◆ Exercise directions: Update the records below by replacing every occurrence of "earns a single dot" with "receives one point", leaving all other text unchanged. Omit the pictures from the output.

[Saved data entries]
-------

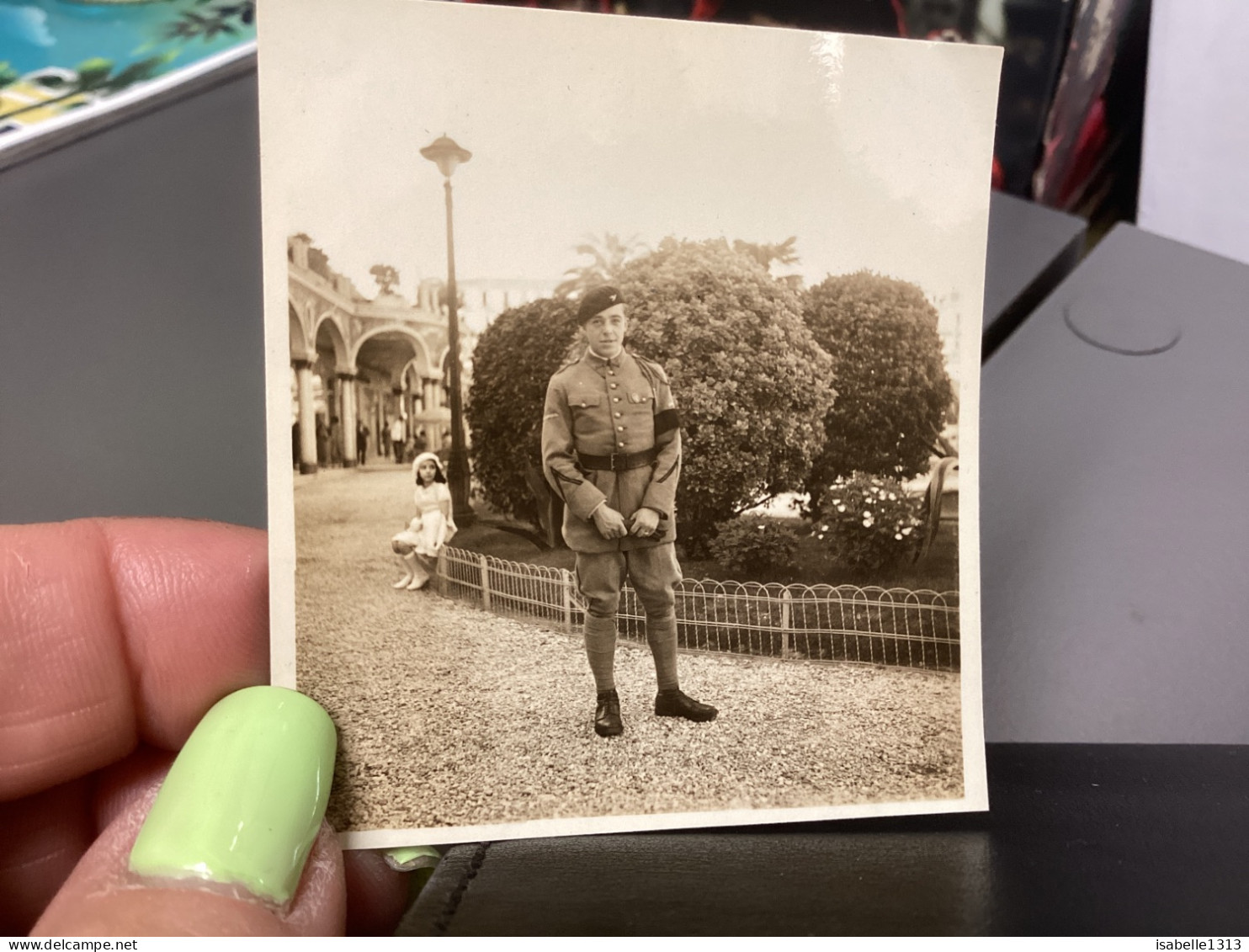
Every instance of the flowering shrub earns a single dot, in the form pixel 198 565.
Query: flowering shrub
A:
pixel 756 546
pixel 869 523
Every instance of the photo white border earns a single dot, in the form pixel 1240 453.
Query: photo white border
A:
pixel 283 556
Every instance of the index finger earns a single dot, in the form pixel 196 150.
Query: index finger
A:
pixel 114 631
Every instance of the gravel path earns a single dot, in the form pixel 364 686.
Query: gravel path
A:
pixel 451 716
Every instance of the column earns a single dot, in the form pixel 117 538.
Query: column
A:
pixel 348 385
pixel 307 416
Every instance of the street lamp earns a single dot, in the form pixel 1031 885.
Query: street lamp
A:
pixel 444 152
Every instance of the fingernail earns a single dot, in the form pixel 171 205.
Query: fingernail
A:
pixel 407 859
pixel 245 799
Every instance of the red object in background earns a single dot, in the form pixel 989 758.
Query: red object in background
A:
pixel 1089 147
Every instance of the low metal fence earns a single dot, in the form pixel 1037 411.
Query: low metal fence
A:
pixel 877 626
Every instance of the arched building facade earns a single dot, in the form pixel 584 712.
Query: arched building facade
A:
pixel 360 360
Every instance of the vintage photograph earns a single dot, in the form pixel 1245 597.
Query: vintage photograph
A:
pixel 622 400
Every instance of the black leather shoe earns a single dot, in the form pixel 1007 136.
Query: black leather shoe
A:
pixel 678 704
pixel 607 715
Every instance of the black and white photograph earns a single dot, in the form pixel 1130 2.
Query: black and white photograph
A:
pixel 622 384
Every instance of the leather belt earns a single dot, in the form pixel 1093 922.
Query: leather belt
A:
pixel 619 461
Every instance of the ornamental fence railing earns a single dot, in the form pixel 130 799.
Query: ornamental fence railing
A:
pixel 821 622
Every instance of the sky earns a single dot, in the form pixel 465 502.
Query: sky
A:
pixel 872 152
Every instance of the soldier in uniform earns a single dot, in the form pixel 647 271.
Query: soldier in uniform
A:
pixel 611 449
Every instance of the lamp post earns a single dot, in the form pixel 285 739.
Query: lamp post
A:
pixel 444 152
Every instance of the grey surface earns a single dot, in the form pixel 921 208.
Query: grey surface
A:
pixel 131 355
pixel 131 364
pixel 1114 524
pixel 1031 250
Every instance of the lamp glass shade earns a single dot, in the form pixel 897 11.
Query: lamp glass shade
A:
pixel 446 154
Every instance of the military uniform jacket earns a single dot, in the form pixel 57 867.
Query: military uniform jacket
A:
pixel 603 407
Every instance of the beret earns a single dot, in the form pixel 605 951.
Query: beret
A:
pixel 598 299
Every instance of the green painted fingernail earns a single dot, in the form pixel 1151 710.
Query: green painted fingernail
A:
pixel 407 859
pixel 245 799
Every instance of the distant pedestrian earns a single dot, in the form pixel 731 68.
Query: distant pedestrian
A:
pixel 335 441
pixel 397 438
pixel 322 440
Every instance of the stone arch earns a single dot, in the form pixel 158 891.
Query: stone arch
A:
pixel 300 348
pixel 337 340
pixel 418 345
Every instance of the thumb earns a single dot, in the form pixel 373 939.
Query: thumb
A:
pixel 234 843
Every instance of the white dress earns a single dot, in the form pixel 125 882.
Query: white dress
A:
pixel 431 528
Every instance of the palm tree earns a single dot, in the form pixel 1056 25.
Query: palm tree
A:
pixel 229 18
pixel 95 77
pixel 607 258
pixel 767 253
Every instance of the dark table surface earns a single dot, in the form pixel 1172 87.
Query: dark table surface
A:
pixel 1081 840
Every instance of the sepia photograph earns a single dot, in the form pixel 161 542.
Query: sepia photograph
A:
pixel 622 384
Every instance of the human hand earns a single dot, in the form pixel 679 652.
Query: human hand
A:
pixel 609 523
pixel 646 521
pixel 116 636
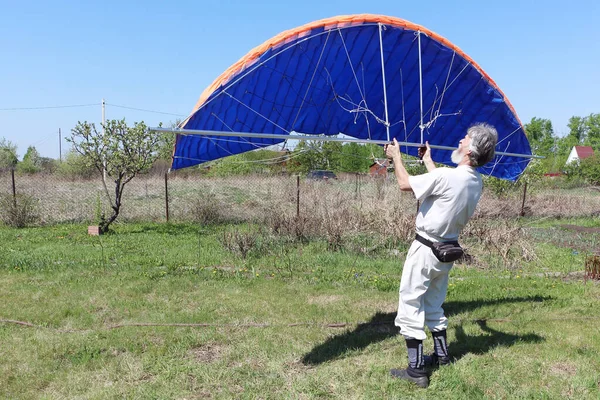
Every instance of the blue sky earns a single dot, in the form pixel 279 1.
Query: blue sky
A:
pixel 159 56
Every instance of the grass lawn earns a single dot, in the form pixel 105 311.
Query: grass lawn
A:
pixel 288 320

-------

◆ Answer to this problem:
Every instance of the flowering shrub receives one point, in the form pixel 198 565.
Query: flowering shrub
A:
pixel 756 546
pixel 869 523
Every instance of the photo white border receives one point, in the form pixel 1240 453.
Query: photo white border
A:
pixel 283 556
Every instance of the index finger receives one point, in the form pixel 196 150.
Query: index finger
A:
pixel 114 631
Every instance of the gravel path receives one point, in the form pixel 364 686.
Query: gravel path
A:
pixel 451 716
Every instance of the column receives one point, in the form pixel 117 538.
Query: column
A:
pixel 348 385
pixel 307 416
Every instance of the street lamp receives one point, in the form pixel 1031 885.
Query: street lamp
A:
pixel 444 152
Every instance of the fingernail receives one point, in the form pixel 171 205.
Query: fingernail
A:
pixel 407 859
pixel 245 799
Every instance of the red object in background receives one point, in the form pixel 989 758.
Query: red object in background
A:
pixel 1089 147
Every instance of the low metal fence receives one point, in the form pixel 1037 411.
Query: low metal fence
A:
pixel 877 626
Every instance of the arched building facade receives one point, in the form pixel 584 712.
Query: arched building facade
A:
pixel 360 360
Every instance of the vintage photograph receives one point, in the form pixel 1245 597.
Query: vintage photograph
A:
pixel 622 400
Every instance of the black leather shoe receives one point, in the form pixel 1007 136.
Query: black leather shoe
A:
pixel 678 704
pixel 607 715
Every instance of the black and white photograph receives one point, in the form pixel 1130 2.
Query: black and white photograph
A:
pixel 622 384
Every instance of the leather belt receives one point, in the form pixel 1093 922.
Query: leather belt
A:
pixel 619 461
Every instance of the ornamental fence railing receives one point, in the form pixel 130 799.
Query: ornamental fence railing
A:
pixel 821 622
Every instance of the sky receives one point, in the form pixel 465 502.
Query: sky
A:
pixel 872 152
Every instance of the soldier in uniform receives one point, in the form pixel 647 271.
Query: soldier in uniform
A:
pixel 611 449
Every instance of the lamp post receives one point, in the form pixel 285 739.
Query: lamp post
A:
pixel 444 152
Every instance of the grey surface receives one point, in the form pixel 921 208.
Query: grey surface
A:
pixel 131 355
pixel 131 364
pixel 1114 524
pixel 1031 250
Every instance of the lamp glass shade receives one point, in the form pixel 897 11.
Query: lamp glass shade
A:
pixel 446 154
Every instance of the military uniform jacket receives one point, in the form pixel 57 867.
Query: military uniform jacket
A:
pixel 603 407
Every instance of the beret receives one point, in the form pixel 605 951.
Query: beret
A:
pixel 598 299
Every instance of the green painted fingernail receives one point, in the form pixel 1151 710.
Query: green painted fingernail
A:
pixel 407 859
pixel 245 799
Every instance of the distant pedestrian receives one point, in the form pixel 731 68.
Query: distant pedestrian
A:
pixel 335 441
pixel 397 438
pixel 322 440
Every instance of the stone arch receives one point, in the form pixel 158 891.
Query: stone arch
A:
pixel 300 348
pixel 337 340
pixel 418 345
Every instance of the thumb receives one point, in the form pixel 373 939.
Query: thumb
A:
pixel 234 843
Every instance of the white dress receives one point, in the form pixel 125 882.
Query: white dress
A:
pixel 431 528
Every instance of the palm tree receives one point, in the form pixel 1056 25.
Query: palm tree
A:
pixel 229 18
pixel 95 77
pixel 607 258
pixel 767 253
Every instance of the dark table surface receives one point, in the form pixel 1172 87.
Query: dark table surface
A:
pixel 1081 840
Every instance of the sepia photograph receives one point, in the form pixel 161 542.
Query: sepia photograph
A:
pixel 622 384
Every instance of the human hand receives one point, in the form pixel 679 652.
Query: human hand
A:
pixel 609 523
pixel 646 521
pixel 116 636
Every instance of the blue sky receives one point, in the form pixel 279 1.
Query: blue sky
A:
pixel 159 56
Every instance of the grass lawn receives one point, in the form pixel 105 311.
Query: grass lawn
A:
pixel 288 320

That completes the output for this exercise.